*** Data listing

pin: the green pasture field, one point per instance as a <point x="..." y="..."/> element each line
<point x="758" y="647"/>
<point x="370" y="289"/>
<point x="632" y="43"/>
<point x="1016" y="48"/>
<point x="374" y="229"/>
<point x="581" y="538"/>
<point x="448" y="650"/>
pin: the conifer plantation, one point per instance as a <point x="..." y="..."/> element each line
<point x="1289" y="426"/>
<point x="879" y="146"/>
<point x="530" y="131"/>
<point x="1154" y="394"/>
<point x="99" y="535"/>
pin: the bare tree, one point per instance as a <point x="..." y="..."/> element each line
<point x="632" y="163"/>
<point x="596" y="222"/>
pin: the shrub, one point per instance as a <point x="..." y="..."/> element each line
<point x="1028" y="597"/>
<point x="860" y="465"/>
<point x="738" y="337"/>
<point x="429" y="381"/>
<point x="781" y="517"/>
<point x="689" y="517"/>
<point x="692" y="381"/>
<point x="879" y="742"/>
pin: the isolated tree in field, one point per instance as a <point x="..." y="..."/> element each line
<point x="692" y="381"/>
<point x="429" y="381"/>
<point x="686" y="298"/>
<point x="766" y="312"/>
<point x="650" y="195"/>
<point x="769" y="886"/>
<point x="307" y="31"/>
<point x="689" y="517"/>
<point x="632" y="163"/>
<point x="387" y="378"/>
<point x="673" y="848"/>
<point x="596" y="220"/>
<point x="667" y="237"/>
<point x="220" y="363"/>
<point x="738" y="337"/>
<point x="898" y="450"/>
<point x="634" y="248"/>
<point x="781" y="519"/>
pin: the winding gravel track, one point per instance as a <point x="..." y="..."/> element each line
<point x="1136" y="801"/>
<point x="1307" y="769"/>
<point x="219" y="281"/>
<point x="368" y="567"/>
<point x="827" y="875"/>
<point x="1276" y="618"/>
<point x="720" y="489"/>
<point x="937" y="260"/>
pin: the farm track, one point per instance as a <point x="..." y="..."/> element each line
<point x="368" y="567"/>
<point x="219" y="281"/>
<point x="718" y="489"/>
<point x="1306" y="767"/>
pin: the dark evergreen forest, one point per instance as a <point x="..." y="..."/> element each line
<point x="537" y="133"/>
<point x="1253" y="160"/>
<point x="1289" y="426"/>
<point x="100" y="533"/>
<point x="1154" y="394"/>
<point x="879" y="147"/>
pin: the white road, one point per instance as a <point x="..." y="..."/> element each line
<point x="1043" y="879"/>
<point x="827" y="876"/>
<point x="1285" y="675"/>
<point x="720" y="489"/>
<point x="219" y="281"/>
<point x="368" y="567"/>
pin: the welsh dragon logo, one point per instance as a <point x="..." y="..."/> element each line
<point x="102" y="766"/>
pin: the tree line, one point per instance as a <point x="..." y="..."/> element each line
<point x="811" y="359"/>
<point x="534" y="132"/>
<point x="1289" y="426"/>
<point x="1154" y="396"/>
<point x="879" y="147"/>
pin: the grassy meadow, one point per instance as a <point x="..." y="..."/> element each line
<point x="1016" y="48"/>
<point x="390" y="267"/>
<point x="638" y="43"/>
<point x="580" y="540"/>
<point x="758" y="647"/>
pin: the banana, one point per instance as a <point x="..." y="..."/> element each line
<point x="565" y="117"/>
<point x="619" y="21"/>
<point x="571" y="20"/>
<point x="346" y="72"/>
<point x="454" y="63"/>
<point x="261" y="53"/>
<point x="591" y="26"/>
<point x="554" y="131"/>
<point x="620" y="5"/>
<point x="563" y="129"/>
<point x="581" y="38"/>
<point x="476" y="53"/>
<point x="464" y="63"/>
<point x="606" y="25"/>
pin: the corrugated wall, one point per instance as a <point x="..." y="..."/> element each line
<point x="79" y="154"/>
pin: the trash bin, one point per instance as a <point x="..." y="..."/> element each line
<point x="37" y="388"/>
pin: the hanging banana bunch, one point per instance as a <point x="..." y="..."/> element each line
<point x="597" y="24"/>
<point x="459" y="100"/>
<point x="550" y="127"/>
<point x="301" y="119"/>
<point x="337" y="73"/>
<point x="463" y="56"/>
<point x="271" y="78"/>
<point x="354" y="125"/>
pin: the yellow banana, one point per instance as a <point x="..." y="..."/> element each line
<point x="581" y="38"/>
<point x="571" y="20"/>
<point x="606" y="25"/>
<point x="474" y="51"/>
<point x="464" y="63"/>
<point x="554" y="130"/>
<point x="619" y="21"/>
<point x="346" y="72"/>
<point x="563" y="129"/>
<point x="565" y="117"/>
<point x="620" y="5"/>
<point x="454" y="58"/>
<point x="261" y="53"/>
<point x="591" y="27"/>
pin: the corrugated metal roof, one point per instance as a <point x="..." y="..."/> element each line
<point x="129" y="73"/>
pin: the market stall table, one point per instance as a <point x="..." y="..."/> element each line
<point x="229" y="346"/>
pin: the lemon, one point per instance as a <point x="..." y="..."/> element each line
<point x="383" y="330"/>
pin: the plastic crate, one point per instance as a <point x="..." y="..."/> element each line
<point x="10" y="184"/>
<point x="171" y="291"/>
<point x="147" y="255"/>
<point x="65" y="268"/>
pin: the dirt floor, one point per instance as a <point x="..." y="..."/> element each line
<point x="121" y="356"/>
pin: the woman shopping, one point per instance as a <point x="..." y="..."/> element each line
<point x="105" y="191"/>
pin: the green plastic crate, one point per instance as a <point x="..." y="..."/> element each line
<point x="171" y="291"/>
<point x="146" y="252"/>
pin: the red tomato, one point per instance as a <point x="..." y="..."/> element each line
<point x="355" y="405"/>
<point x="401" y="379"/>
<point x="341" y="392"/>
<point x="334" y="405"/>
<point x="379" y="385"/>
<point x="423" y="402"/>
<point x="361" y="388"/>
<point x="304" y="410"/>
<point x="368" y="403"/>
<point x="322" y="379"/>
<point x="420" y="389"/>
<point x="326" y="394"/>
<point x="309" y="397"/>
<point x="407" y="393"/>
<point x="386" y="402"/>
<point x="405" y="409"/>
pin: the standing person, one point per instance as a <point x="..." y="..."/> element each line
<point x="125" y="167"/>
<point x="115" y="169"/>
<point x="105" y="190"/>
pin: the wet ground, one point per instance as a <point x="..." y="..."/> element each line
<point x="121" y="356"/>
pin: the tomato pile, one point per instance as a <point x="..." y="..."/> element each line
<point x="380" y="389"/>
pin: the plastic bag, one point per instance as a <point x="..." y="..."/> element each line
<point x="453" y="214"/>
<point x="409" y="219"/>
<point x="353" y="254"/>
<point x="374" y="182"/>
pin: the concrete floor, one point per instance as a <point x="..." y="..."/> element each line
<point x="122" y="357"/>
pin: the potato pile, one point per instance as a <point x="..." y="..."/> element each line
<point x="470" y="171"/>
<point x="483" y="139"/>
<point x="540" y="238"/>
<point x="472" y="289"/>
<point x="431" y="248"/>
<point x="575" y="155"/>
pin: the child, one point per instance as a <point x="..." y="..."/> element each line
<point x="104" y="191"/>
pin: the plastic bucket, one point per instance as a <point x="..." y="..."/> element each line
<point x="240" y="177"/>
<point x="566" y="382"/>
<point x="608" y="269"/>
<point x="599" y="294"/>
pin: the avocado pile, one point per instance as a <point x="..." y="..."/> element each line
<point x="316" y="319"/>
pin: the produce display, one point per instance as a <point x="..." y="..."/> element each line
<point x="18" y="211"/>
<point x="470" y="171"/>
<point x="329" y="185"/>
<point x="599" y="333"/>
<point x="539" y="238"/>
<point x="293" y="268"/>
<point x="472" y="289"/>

******

Exercise aim → Write all the data out again, word for word.

Task response →
pin: the green pasture field, one point per instance as a <point x="..." y="..."/> element each line
<point x="758" y="647"/>
<point x="370" y="289"/>
<point x="632" y="43"/>
<point x="1016" y="48"/>
<point x="374" y="229"/>
<point x="581" y="538"/>
<point x="448" y="650"/>
pin: the conifer plantation, one point per instance as a <point x="..." y="..."/> element each line
<point x="1289" y="426"/>
<point x="879" y="146"/>
<point x="530" y="131"/>
<point x="1154" y="394"/>
<point x="99" y="535"/>
pin: the bare tree, one point per instance as a <point x="..." y="..."/> element each line
<point x="632" y="163"/>
<point x="596" y="222"/>
pin: the shrub, one point per instance as a <point x="..." y="..."/> element each line
<point x="1028" y="597"/>
<point x="860" y="465"/>
<point x="738" y="337"/>
<point x="429" y="381"/>
<point x="781" y="517"/>
<point x="689" y="517"/>
<point x="692" y="381"/>
<point x="879" y="742"/>
pin: the isolated tree in field, one point per instance as a <point x="..." y="..."/> element each line
<point x="692" y="381"/>
<point x="429" y="381"/>
<point x="686" y="298"/>
<point x="766" y="312"/>
<point x="650" y="195"/>
<point x="769" y="886"/>
<point x="307" y="31"/>
<point x="689" y="517"/>
<point x="632" y="163"/>
<point x="387" y="378"/>
<point x="673" y="848"/>
<point x="596" y="220"/>
<point x="667" y="237"/>
<point x="220" y="363"/>
<point x="738" y="337"/>
<point x="898" y="450"/>
<point x="634" y="248"/>
<point x="781" y="519"/>
pin: the winding gravel track, one point per instance as a <point x="..." y="..."/> element each line
<point x="1136" y="801"/>
<point x="1307" y="769"/>
<point x="219" y="281"/>
<point x="368" y="567"/>
<point x="827" y="875"/>
<point x="1276" y="618"/>
<point x="720" y="489"/>
<point x="937" y="260"/>
pin: the farm track, one point per instance as a <point x="..." y="..."/> element each line
<point x="368" y="567"/>
<point x="219" y="281"/>
<point x="718" y="489"/>
<point x="1306" y="767"/>
pin: the dark evergreen forest, one point per instance as a <point x="..." y="..."/> element each line
<point x="537" y="133"/>
<point x="1253" y="160"/>
<point x="1289" y="426"/>
<point x="100" y="533"/>
<point x="1154" y="394"/>
<point x="879" y="147"/>
pin: the white road, one point per instance as a <point x="..." y="..."/> element each line
<point x="1043" y="879"/>
<point x="827" y="876"/>
<point x="1285" y="675"/>
<point x="720" y="489"/>
<point x="219" y="281"/>
<point x="368" y="567"/>
pin: the welsh dragon logo, one point per instance as a <point x="..." y="..."/> element each line
<point x="102" y="766"/>
pin: the tree line, one point per instance as a <point x="..." y="..."/> element each line
<point x="811" y="359"/>
<point x="534" y="132"/>
<point x="1289" y="426"/>
<point x="1154" y="396"/>
<point x="879" y="147"/>
pin: the grassy meadow, one point per instance as a <point x="..." y="..."/> element each line
<point x="1016" y="48"/>
<point x="390" y="267"/>
<point x="638" y="43"/>
<point x="580" y="540"/>
<point x="758" y="647"/>
pin: the banana, one point per instance as a <point x="..." y="..."/> element each line
<point x="565" y="117"/>
<point x="619" y="21"/>
<point x="571" y="20"/>
<point x="346" y="72"/>
<point x="454" y="63"/>
<point x="261" y="53"/>
<point x="591" y="26"/>
<point x="554" y="131"/>
<point x="620" y="5"/>
<point x="563" y="129"/>
<point x="581" y="38"/>
<point x="476" y="53"/>
<point x="464" y="63"/>
<point x="606" y="25"/>
pin: the corrugated wall, one point per instance as a <point x="..." y="..."/> element each line
<point x="79" y="154"/>
pin: the trash bin, one point per instance as a <point x="..." y="..."/> element each line
<point x="37" y="388"/>
pin: the hanging banana bunch, one point per instance as a <point x="..." y="..."/> element each line
<point x="597" y="24"/>
<point x="459" y="100"/>
<point x="550" y="127"/>
<point x="301" y="119"/>
<point x="337" y="73"/>
<point x="463" y="56"/>
<point x="271" y="78"/>
<point x="354" y="125"/>
pin: the yellow banana, one point per instance as a <point x="..." y="..."/> element each line
<point x="581" y="38"/>
<point x="571" y="20"/>
<point x="606" y="25"/>
<point x="474" y="51"/>
<point x="464" y="63"/>
<point x="554" y="130"/>
<point x="619" y="21"/>
<point x="346" y="72"/>
<point x="563" y="129"/>
<point x="565" y="117"/>
<point x="620" y="5"/>
<point x="454" y="58"/>
<point x="261" y="53"/>
<point x="591" y="27"/>
pin: the corrugated metal roof, one point per instance as a <point x="..." y="..."/> element each line
<point x="129" y="73"/>
pin: the market stall table, one point per instance as a <point x="..." y="..."/> element each line
<point x="229" y="346"/>
pin: the lemon, one point per instance as a <point x="..." y="..."/> element each line
<point x="383" y="330"/>
pin: the plastic crate, one point per instance as a <point x="..." y="..."/> element each line
<point x="10" y="184"/>
<point x="171" y="291"/>
<point x="147" y="255"/>
<point x="65" y="268"/>
pin: the dirt floor, one point per instance as a <point x="..." y="..."/> element each line
<point x="121" y="356"/>
pin: the woman shopping, one point per instance as a <point x="..." y="..."/> element each line
<point x="105" y="191"/>
pin: the green plastic crate, one point per instance as a <point x="..." y="..."/> element each line
<point x="171" y="291"/>
<point x="146" y="252"/>
pin: the red tomato, one point per instance as a <point x="..." y="..."/> element each line
<point x="355" y="405"/>
<point x="401" y="379"/>
<point x="341" y="392"/>
<point x="334" y="405"/>
<point x="379" y="385"/>
<point x="423" y="402"/>
<point x="361" y="388"/>
<point x="304" y="410"/>
<point x="368" y="403"/>
<point x="322" y="379"/>
<point x="420" y="389"/>
<point x="326" y="394"/>
<point x="309" y="397"/>
<point x="407" y="393"/>
<point x="386" y="402"/>
<point x="405" y="409"/>
pin: the standing person, one point per instance as a <point x="..." y="..."/> element each line
<point x="125" y="167"/>
<point x="115" y="169"/>
<point x="105" y="190"/>
pin: the wet ground, one point per instance as a <point x="..." y="..."/> element each line
<point x="121" y="356"/>
pin: the tomato pile, one point per instance as a <point x="..." y="..."/> element each line
<point x="380" y="389"/>
pin: the plastic bag, one point per instance as a <point x="..." y="..."/> element each line
<point x="453" y="214"/>
<point x="409" y="219"/>
<point x="353" y="254"/>
<point x="374" y="182"/>
pin: the concrete floor, one point per instance as a <point x="..." y="..."/> element each line
<point x="122" y="357"/>
pin: the potato pile, one point per instance as a <point x="..." y="..."/> element each line
<point x="470" y="171"/>
<point x="483" y="139"/>
<point x="540" y="238"/>
<point x="472" y="289"/>
<point x="431" y="248"/>
<point x="575" y="155"/>
pin: the child, one point per instance as a <point x="..." y="..."/> element each line
<point x="104" y="191"/>
pin: the plastic bucket, one point per instance as a <point x="..." y="..."/> element each line
<point x="240" y="177"/>
<point x="566" y="382"/>
<point x="608" y="269"/>
<point x="599" y="294"/>
pin: the avocado pile, one point per instance as a <point x="..." y="..."/> element each line
<point x="316" y="319"/>
pin: the produce display, one point per instance as a <point x="..." y="..."/> element each line
<point x="18" y="211"/>
<point x="470" y="171"/>
<point x="329" y="185"/>
<point x="599" y="333"/>
<point x="539" y="238"/>
<point x="293" y="268"/>
<point x="472" y="289"/>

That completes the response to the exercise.